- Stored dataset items
════════

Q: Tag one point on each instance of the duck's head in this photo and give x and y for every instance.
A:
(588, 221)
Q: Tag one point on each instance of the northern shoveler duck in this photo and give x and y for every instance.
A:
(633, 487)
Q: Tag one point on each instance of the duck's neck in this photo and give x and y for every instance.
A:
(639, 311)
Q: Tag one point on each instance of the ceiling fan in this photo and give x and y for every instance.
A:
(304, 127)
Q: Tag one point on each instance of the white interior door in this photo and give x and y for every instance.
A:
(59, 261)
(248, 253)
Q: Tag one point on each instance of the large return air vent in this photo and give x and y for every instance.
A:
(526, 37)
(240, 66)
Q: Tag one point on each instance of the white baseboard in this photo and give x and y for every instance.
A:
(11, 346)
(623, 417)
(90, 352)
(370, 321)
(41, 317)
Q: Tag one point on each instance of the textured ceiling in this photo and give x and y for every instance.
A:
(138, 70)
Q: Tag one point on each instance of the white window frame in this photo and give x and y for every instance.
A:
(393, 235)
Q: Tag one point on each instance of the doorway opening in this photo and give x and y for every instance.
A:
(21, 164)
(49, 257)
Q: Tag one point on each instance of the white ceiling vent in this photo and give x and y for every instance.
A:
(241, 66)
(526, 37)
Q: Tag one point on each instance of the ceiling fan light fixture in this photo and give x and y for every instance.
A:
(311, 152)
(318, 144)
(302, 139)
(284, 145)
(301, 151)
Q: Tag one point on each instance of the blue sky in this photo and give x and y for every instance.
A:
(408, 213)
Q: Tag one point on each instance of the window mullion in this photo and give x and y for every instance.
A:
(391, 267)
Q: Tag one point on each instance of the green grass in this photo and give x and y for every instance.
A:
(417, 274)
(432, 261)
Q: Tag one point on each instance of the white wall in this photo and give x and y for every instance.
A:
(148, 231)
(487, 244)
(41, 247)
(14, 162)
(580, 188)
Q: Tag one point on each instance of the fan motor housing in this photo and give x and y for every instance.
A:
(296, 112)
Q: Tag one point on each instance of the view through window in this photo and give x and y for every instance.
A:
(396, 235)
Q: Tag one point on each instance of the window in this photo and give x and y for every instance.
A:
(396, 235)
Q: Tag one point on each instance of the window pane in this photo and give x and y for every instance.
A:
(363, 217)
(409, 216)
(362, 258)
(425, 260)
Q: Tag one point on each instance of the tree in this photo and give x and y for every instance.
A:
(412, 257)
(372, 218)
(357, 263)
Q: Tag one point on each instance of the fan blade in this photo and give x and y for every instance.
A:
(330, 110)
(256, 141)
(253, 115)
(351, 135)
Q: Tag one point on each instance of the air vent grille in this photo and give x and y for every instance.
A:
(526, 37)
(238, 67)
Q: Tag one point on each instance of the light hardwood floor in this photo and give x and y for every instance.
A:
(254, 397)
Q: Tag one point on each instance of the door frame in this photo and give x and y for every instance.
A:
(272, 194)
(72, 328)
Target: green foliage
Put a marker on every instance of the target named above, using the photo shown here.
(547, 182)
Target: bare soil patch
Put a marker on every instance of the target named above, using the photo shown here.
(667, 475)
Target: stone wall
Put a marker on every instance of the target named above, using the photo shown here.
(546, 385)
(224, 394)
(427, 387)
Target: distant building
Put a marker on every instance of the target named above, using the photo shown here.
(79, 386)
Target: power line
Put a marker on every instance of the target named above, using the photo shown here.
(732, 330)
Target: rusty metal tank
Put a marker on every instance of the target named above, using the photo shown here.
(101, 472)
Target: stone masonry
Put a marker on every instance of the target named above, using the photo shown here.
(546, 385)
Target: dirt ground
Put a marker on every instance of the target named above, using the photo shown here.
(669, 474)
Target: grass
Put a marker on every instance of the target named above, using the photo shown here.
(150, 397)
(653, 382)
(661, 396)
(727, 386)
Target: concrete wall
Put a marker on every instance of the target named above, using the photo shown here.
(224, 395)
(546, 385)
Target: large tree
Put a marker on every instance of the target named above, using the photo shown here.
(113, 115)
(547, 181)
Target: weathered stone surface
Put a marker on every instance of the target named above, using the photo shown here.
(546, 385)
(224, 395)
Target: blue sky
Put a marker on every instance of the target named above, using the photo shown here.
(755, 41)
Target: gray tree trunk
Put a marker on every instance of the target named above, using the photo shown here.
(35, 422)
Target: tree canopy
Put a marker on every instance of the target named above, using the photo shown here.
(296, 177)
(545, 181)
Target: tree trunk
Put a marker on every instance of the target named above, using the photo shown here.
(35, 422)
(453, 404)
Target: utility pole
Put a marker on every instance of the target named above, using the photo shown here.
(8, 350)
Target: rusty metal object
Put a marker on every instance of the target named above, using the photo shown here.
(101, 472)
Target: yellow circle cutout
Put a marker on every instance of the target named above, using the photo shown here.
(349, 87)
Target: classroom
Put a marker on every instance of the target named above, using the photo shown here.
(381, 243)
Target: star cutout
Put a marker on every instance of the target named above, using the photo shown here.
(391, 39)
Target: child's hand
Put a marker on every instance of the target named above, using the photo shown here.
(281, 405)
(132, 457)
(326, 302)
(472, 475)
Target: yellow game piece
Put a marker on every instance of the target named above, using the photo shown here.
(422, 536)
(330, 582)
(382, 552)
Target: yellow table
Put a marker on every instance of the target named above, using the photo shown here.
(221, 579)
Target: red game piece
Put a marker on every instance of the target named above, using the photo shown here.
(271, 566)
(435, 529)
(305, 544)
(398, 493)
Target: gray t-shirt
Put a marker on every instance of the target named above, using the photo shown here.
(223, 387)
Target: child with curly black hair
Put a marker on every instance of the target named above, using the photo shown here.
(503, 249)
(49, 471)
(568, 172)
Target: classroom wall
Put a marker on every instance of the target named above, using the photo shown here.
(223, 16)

════════

- Exercise details
Can you arrange every line of the records above as a numbered list, leaving out any blank lines?

- Full solution
1. Q: Tag one point on each instance of the duck's head in this photo and give x and y for every instance.
2. A:
3. (588, 221)
4. Q: Tag one point on each instance of the northern shoveler duck in this photo and give x and y for every instance.
5. A:
6. (633, 487)
7. Q: Tag one point on each instance of the duck's neck in this photo and give x and y for every instance.
8. A:
9. (639, 311)
10. Q: Tag one point on each instance of the ceiling fan in this photo and give x and y for every instance.
11. A:
12. (304, 127)
13. Q: Tag one point on each instance of the white interior door in this photo and give x and y for every instance.
14. A:
15. (59, 261)
16. (248, 253)
17. Q: Tag one point on each instance of the large return air vent in this photo and give x and y for every instance.
18. A:
19. (526, 37)
20. (240, 66)
21. Q: Tag one point on each instance of the white baseboard in this photo and give x and y for every instance.
22. A:
23. (11, 346)
24. (623, 417)
25. (90, 352)
26. (370, 321)
27. (41, 317)
28. Q: Tag one point on each instance of the textured ceiling in this photo and give x and y for every instance.
29. A:
30. (138, 70)
31. Q: Tag one point on each instance of the white window frame in this photo and give x and y for every instance.
32. A:
33. (393, 235)
34. Q: Tag one point on each instance of the doorway opening in this photo and give x and y for every instance.
35. A:
36. (21, 164)
37. (49, 257)
38. Q: Tag one point on each instance of the white ceiling vent in this photo and give x and y for every instance.
39. A:
40. (241, 66)
41. (526, 37)
42. Q: Tag one point on each instance of the ceiling fan light fixture in this photo and give x and y for every instance.
43. A:
44. (311, 152)
45. (318, 144)
46. (302, 139)
47. (284, 145)
48. (301, 151)
49. Q: Tag one point on each instance of the blue sky in this photo and give x and y for every instance.
50. A:
51. (408, 213)
52. Q: Tag one point on each instance of the window mullion in this photo and give x and y for every instance.
53. A:
54. (391, 267)
55. Q: Tag one point on each instance of the green grass in this photo and give x and y for every instance.
56. A:
57. (417, 274)
58. (432, 261)
59. Q: Tag one point on each instance of the white wall in this photo and give x and y for every instance.
60. A:
61. (148, 231)
62. (487, 244)
63. (41, 247)
64. (14, 162)
65. (580, 188)
66. Q: Tag one point on each instance of the fan motor housing in this photo and give x and y for every instance.
67. A:
68. (296, 112)
69. Q: Tag one point on each instance of the view through window in this photo and give x and y for every instance.
70. A:
71. (396, 235)
72. Q: Tag one point on each instance of the window in this photo and give x and y for every instance.
73. A:
74. (396, 235)
75. Q: Tag one point on each instance of the window pane in this photo and give x and y for every instance.
76. A:
77. (363, 217)
78. (409, 216)
79. (362, 258)
80. (425, 260)
81. Q: Tag one point on each instance of the tree in this photo and give x and y for every instance.
82. A:
83. (412, 257)
84. (372, 218)
85. (357, 263)
86. Q: Tag one point on each instance of the fan blade in this photo and give x and y for every instance.
87. A:
88. (330, 110)
89. (256, 141)
90. (253, 115)
91. (351, 135)
92. Q: Tag one point on each instance of the air vent grille in this photo and give x and y for every instance.
93. A:
94. (526, 37)
95. (238, 67)
96. Q: Tag one point on each instance of the light hardwood floor in this photo and give x and y for every instance.
97. A:
98. (254, 397)
99. Q: Tag one point on each instance of the door frame in this photo and give x and y for every instance.
100. A:
101. (272, 194)
102. (72, 328)
103. Target: green foliage
104. Put a marker on every instance of the target named above, using the photo shown here.
105. (547, 182)
106. Target: bare soil patch
107. Put a marker on every instance of the target named above, using the photo shown here.
108. (667, 475)
109. Target: stone wall
110. Put a marker on every instance of the target named above, using the photo shown here.
111. (546, 385)
112. (224, 394)
113. (427, 387)
114. Target: distant building
115. Put a marker on every instance of the target named above, using the photo shown here.
116. (79, 386)
117. Target: power line
118. Put a marker on every instance of the target named above, using the photo shown here.
119. (732, 330)
120. Target: rusty metal tank
121. Put a marker on every instance of the target named above, using the photo shown here.
122. (101, 472)
123. Target: stone masonry
124. Put a marker on every instance of the target named above, using the photo shown here.
125. (546, 385)
126. Target: dirt ground
127. Put a marker on every instance of the target named above, using the photo shown here.
128. (669, 474)
129. Target: grass
130. Put a marker on every instance of the target named above, using the photo shown here.
131. (150, 397)
132. (653, 382)
133. (661, 396)
134. (727, 386)
135. Target: concrete wall
136. Put a marker on every instance of the target named above, using the photo shown here.
137. (224, 395)
138. (546, 385)
139. Target: large tree
140. Put a marker on every instance of the target named above, using the photo shown here.
141. (113, 115)
142. (547, 181)
143. Target: weathered stone surface
144. Put a marker on every instance of the target named above, using the photo shown here.
145. (546, 385)
146. (224, 395)
147. Target: blue sky
148. Put a marker on every instance of the target named above, using the photo shown here.
149. (755, 41)
150. Target: gray tree trunk
151. Put a marker on every instance of the target named above, using the photo shown here.
152. (35, 422)
153. Target: tree canopy
154. Put a marker on every instance of the target named above, using the photo shown here.
155. (296, 177)
156. (545, 181)
157. Target: tree trunk
158. Put a marker on every instance of the target named above, using the photo shown here.
159. (35, 422)
160. (453, 404)
161. Target: utility pole
162. Put a marker on every instance of the target named above, using the photo shown here.
163. (8, 350)
164. Target: rusty metal object
165. Put a marker on every instance of the target named above, using the photo shown here.
166. (101, 472)
167. Target: yellow circle cutout
168. Put a marker on every instance of the target named above, using the photo shown here.
169. (349, 87)
170. Target: classroom
171. Put a marker on every instance of the target named above, using the photo shown here.
172. (381, 243)
173. Target: star cutout
174. Put a marker on every instance of the target named above, using the photo shown here.
175. (391, 39)
176. Target: child's hand
177. Put a marker on every instance of the target named above, using the photo shown here.
178. (281, 405)
179. (132, 457)
180. (326, 302)
181. (472, 475)
182. Target: yellow game piece
183. Put a marker on every instance of the target named above, using the photo shown here.
184. (422, 536)
185. (330, 582)
186. (382, 552)
187. Target: yellow table
188. Put a marker on every instance of the target named above, using the photo shown here.
189. (221, 579)
190. Target: red game piece
191. Put a marker on every instance of the target named above, using the photo shown here.
192. (271, 566)
193. (435, 529)
194. (305, 544)
195. (398, 493)
196. Target: gray t-shirt
197. Put a marker on every instance of the target named above, using the photo shown here.
198. (223, 387)
199. Target: child with curly black hair
200. Put a marker on every instance of the target named above, using the photo shown here.
201. (503, 249)
202. (49, 471)
203. (568, 172)
204. Target: classroom wall
205. Put a marker on every instance of the target named above, using the photo shown here.
206. (223, 16)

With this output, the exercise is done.